>> start

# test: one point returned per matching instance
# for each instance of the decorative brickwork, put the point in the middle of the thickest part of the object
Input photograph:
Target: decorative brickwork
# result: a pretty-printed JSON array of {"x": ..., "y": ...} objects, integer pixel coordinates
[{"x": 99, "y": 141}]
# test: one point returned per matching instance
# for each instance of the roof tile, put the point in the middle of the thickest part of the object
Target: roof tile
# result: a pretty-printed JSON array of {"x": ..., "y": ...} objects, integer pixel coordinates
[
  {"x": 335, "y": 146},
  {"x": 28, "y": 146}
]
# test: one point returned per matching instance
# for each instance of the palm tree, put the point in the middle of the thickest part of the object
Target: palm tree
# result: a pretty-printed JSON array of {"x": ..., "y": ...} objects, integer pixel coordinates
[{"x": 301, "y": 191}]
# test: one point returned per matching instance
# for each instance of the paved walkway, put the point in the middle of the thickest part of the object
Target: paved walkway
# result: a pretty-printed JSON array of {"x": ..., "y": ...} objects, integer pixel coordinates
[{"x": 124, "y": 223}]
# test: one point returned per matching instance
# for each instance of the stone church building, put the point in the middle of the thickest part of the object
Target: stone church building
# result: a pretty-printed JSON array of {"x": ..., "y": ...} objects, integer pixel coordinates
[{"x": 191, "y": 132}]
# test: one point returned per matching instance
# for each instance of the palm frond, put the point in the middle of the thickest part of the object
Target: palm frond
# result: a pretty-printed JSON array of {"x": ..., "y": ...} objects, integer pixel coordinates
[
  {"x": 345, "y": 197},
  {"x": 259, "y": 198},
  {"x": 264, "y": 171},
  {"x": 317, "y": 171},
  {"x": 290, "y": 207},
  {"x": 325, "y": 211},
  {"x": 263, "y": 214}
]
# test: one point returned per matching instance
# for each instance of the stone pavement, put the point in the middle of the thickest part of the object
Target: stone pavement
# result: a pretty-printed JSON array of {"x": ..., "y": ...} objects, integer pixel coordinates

>> end

Task details: Filter the listing above and copy out every line that contains the word "palm", matching case exactly.

Answer for this exercise:
# for each instance of the palm tree, put the point in the middle of the thickest part of the object
Target: palm tree
# for each instance of the palm frond, put the point in the middle of the thickest part of the object
Target: palm frond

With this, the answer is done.